> _WHAT TO PRODUCE_
Please state how many lines in the records below contain the word "woman", giving only the number.

Dataset entries
--- BEGIN ---
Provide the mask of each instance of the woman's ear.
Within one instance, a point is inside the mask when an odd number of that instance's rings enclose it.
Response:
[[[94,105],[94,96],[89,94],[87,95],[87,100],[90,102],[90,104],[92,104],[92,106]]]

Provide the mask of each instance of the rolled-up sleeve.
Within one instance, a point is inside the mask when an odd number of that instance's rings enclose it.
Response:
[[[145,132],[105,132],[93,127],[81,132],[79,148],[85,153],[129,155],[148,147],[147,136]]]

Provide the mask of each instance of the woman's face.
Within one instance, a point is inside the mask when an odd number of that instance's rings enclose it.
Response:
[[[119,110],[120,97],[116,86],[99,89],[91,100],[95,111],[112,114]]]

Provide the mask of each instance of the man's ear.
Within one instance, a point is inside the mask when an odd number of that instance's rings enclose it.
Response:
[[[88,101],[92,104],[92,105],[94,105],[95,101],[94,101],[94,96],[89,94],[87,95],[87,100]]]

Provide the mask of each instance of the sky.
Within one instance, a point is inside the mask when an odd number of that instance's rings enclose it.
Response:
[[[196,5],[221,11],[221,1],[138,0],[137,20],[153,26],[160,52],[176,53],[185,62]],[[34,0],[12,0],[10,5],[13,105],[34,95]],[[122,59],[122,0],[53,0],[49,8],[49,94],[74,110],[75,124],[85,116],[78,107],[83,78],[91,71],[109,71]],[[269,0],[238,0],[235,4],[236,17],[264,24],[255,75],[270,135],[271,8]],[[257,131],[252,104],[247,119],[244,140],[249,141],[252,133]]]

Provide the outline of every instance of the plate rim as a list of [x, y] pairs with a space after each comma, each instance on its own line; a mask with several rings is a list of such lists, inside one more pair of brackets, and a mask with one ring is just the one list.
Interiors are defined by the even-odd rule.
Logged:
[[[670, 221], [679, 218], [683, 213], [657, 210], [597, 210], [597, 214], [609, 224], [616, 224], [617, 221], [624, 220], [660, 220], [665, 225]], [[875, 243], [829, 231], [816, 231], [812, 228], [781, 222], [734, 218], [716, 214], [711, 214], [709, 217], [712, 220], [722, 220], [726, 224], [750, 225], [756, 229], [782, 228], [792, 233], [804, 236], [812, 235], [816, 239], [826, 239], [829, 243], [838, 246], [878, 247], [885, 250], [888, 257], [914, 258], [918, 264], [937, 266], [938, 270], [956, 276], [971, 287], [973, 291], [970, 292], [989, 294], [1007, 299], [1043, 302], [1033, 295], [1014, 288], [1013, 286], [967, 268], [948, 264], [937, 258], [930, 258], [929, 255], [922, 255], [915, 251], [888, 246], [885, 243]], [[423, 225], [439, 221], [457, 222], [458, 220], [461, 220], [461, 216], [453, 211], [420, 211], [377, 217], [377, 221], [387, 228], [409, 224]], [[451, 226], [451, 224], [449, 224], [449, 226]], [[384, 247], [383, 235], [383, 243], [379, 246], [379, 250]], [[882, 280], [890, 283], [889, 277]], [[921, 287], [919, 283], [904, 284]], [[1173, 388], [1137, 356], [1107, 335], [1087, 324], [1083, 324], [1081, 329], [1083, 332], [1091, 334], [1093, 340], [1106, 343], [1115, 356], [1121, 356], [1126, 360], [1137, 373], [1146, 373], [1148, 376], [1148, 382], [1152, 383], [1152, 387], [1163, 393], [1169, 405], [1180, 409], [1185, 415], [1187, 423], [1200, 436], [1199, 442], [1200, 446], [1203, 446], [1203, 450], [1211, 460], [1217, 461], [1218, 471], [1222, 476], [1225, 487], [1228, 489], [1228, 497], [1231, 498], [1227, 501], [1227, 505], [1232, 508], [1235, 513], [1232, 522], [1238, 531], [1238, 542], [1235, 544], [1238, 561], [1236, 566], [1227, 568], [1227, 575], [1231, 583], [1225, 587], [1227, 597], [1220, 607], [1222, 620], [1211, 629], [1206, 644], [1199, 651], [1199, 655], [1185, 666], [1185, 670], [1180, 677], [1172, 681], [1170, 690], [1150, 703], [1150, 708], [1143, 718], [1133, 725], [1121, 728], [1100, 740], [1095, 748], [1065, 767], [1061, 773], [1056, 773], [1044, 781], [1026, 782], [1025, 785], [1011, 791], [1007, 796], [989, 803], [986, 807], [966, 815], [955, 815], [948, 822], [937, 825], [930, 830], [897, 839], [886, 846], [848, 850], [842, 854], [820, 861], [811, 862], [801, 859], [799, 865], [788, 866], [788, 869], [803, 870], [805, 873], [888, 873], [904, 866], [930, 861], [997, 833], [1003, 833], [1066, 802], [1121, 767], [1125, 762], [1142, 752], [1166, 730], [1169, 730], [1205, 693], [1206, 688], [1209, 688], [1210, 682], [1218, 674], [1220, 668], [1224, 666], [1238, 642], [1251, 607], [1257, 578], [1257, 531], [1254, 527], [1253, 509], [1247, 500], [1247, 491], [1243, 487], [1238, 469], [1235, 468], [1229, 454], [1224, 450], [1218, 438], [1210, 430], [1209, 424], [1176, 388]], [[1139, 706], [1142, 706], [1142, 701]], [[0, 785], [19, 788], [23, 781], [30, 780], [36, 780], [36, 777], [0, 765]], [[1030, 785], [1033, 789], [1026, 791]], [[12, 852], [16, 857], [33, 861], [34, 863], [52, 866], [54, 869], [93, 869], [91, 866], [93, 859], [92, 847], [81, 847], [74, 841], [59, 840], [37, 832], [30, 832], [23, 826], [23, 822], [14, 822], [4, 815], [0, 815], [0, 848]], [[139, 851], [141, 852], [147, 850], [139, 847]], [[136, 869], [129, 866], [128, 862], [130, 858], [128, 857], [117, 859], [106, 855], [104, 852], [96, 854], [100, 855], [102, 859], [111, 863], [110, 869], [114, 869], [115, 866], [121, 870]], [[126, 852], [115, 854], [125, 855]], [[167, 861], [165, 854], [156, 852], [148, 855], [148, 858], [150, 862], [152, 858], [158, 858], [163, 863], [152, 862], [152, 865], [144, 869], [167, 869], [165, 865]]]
--- END ---
> _THE RESPONSE_
2